§ Brief: Collect every line of the records below that contains the word "face".

§ Excerpted data:
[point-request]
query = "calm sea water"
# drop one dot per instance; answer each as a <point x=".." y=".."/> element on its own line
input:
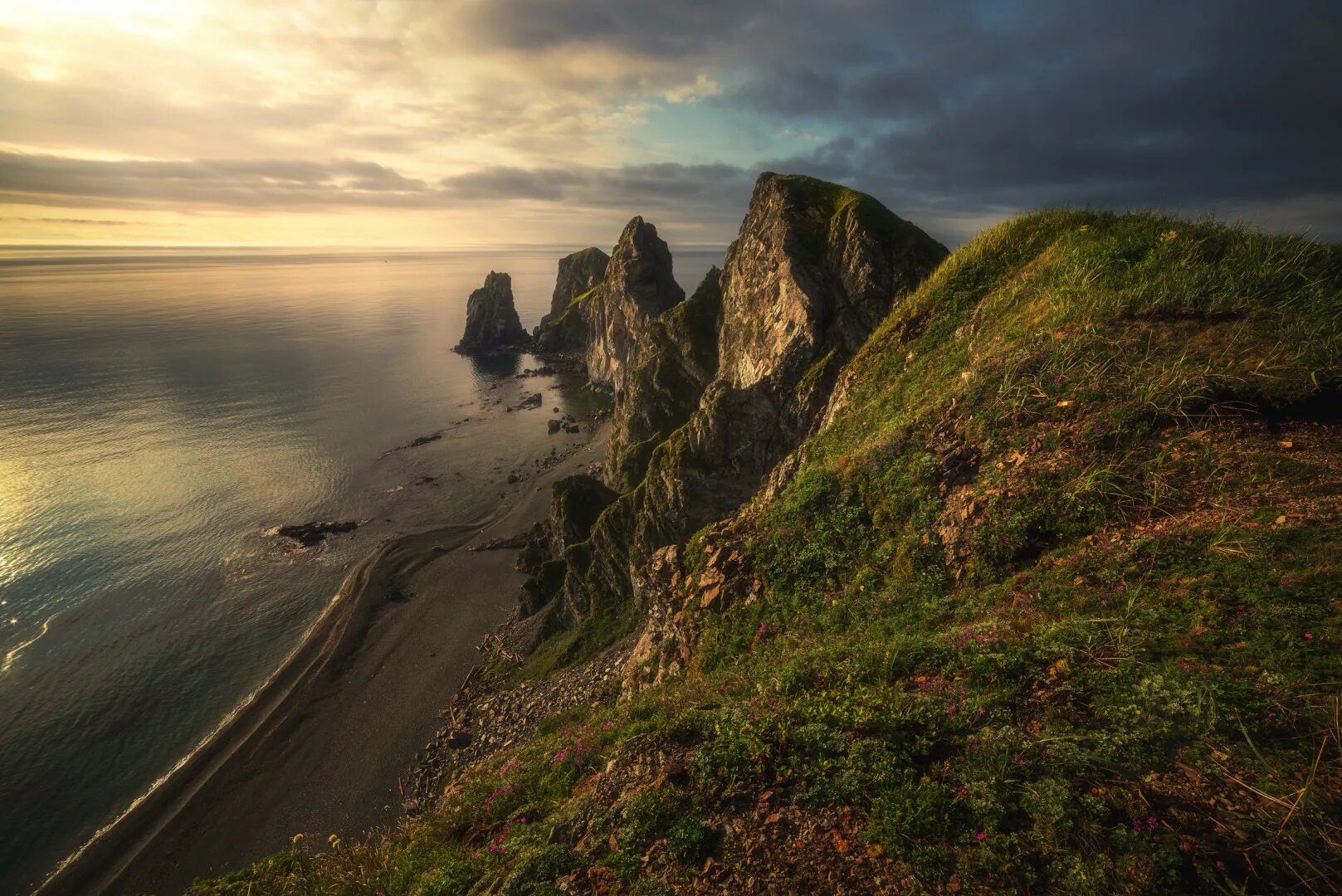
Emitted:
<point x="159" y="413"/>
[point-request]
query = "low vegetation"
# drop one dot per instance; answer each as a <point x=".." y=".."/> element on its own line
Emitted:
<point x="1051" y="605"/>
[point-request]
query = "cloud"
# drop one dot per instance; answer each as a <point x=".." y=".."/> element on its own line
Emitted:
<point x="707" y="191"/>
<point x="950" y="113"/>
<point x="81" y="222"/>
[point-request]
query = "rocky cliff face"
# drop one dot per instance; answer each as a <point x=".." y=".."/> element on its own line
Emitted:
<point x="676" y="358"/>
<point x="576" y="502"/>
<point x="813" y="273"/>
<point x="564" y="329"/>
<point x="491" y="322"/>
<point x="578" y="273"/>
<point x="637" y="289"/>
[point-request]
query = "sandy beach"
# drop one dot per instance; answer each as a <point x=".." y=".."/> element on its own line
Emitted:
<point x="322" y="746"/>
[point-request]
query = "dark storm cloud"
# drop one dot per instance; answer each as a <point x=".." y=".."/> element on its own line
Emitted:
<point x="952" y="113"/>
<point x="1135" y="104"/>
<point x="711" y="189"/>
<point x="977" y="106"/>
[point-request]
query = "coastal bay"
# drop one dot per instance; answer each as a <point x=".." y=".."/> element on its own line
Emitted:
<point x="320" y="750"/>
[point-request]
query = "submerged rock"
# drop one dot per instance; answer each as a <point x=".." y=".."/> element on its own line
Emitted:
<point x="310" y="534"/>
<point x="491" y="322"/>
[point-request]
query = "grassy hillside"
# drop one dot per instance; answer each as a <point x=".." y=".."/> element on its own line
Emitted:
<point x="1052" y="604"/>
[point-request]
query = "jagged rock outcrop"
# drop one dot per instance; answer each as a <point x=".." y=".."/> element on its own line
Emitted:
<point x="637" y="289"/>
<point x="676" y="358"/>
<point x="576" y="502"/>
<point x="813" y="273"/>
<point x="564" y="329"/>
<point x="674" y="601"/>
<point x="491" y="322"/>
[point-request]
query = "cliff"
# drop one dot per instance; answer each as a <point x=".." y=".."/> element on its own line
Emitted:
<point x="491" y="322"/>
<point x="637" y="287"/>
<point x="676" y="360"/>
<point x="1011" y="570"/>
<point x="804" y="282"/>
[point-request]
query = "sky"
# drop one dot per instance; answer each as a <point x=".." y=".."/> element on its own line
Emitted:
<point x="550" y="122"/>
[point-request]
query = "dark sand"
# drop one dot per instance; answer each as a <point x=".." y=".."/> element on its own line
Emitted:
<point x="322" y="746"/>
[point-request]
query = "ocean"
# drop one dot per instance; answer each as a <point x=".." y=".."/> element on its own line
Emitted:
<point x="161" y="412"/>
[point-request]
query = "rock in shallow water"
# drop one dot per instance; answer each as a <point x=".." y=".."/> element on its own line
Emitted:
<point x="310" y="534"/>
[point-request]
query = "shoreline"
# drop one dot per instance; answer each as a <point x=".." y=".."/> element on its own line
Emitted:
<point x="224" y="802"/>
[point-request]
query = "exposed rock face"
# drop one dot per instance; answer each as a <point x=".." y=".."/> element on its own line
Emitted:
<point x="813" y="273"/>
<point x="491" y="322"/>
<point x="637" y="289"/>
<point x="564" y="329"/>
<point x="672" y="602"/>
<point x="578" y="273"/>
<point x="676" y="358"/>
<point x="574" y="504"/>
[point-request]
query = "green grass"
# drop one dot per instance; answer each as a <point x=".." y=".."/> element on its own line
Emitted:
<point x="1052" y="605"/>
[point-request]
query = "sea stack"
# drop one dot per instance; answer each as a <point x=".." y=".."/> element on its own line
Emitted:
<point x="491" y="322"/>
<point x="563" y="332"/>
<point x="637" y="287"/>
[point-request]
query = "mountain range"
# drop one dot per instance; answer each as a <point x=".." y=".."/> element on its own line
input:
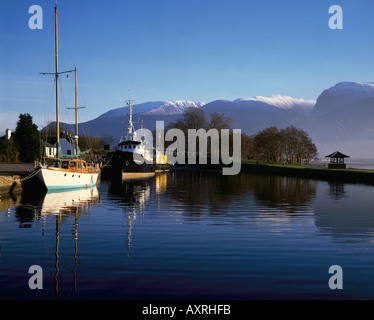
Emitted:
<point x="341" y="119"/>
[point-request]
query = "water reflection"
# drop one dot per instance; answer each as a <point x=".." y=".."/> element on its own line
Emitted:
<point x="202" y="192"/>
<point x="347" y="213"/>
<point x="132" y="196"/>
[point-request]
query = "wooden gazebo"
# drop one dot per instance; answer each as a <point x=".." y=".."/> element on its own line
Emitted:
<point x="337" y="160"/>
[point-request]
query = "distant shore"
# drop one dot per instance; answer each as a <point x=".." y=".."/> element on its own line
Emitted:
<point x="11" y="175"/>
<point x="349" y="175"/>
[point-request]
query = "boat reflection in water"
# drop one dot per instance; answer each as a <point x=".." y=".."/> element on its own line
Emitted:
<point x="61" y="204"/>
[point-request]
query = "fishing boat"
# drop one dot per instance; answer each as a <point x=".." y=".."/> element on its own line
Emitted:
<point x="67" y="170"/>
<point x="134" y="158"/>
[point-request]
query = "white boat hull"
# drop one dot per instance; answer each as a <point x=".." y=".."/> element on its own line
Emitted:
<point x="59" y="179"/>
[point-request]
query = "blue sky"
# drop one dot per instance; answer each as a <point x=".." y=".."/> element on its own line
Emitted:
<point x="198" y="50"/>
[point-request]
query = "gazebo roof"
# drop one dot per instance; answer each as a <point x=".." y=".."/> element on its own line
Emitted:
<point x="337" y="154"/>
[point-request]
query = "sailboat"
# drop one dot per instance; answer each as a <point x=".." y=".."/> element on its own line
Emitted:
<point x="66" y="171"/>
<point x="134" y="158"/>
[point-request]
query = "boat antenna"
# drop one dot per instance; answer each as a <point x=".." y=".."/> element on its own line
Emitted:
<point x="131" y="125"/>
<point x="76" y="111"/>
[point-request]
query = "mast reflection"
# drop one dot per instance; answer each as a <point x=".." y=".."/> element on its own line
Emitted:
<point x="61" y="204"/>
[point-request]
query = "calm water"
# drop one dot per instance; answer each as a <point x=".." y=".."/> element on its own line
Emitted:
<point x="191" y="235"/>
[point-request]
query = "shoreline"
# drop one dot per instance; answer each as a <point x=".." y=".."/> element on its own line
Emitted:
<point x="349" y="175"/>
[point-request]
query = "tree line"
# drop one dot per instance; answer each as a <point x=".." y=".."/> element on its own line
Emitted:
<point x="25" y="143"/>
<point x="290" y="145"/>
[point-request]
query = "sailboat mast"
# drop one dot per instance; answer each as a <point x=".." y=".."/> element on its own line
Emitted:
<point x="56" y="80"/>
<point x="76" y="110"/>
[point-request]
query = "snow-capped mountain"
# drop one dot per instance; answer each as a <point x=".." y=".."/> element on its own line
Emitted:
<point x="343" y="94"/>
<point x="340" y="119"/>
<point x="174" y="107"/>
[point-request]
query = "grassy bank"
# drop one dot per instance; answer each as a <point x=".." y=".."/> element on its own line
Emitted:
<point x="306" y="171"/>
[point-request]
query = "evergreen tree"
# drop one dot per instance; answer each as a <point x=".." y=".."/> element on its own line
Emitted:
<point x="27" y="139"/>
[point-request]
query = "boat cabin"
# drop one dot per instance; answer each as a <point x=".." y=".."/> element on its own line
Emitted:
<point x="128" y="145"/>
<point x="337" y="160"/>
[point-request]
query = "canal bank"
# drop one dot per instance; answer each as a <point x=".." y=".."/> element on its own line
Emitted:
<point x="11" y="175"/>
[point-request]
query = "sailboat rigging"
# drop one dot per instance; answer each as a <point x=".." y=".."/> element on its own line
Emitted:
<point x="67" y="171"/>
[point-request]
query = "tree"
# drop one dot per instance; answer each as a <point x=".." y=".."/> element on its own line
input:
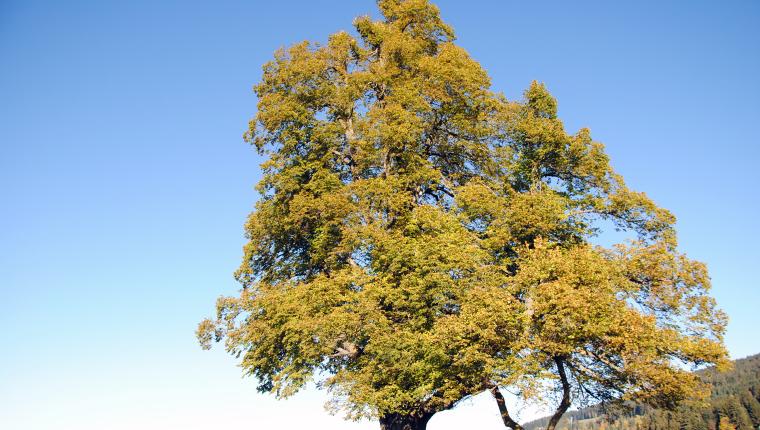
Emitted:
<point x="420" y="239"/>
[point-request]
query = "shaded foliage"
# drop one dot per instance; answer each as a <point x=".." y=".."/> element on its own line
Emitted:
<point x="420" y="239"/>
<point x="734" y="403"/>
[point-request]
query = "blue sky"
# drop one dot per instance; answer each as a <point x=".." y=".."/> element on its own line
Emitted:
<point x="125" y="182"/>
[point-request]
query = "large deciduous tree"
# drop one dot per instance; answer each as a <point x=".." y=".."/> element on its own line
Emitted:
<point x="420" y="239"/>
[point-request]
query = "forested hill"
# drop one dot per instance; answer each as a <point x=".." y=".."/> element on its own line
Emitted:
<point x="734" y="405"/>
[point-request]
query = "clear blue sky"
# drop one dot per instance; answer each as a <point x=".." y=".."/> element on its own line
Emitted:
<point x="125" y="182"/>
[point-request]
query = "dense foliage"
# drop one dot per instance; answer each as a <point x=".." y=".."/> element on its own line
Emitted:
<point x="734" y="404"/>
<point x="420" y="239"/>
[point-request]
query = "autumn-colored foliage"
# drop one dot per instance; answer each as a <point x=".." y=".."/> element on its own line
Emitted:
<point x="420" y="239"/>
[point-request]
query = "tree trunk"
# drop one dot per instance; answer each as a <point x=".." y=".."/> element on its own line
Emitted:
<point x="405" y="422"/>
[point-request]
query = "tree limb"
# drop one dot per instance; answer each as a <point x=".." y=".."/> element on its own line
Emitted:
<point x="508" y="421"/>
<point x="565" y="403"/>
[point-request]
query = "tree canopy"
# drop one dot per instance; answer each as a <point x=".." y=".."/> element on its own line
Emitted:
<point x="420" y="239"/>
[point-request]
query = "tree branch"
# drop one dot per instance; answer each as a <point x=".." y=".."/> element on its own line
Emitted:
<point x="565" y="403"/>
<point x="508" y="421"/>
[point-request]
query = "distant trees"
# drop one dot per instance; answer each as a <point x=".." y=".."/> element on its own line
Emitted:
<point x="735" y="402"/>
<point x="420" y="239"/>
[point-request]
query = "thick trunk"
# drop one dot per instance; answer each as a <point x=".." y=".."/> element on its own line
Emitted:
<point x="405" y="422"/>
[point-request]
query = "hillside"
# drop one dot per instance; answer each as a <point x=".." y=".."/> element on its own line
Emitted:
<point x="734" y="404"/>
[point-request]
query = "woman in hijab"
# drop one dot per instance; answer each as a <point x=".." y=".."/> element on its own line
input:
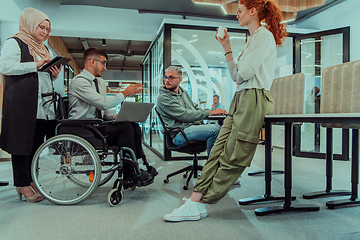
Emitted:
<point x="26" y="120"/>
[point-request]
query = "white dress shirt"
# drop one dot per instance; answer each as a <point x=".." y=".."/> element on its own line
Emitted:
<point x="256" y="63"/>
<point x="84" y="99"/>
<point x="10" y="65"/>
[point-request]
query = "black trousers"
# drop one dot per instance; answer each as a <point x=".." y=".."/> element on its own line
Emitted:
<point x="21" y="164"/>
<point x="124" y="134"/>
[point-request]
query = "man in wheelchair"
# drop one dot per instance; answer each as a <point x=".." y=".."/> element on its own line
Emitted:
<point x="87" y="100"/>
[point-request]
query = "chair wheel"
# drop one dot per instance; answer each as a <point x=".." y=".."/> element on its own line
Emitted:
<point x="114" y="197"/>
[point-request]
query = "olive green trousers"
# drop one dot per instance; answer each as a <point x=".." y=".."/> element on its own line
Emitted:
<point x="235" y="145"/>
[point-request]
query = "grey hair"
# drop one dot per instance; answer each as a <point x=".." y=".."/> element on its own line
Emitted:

§ Answer to this task:
query = "rocky cliff face"
query = "exposed rock face"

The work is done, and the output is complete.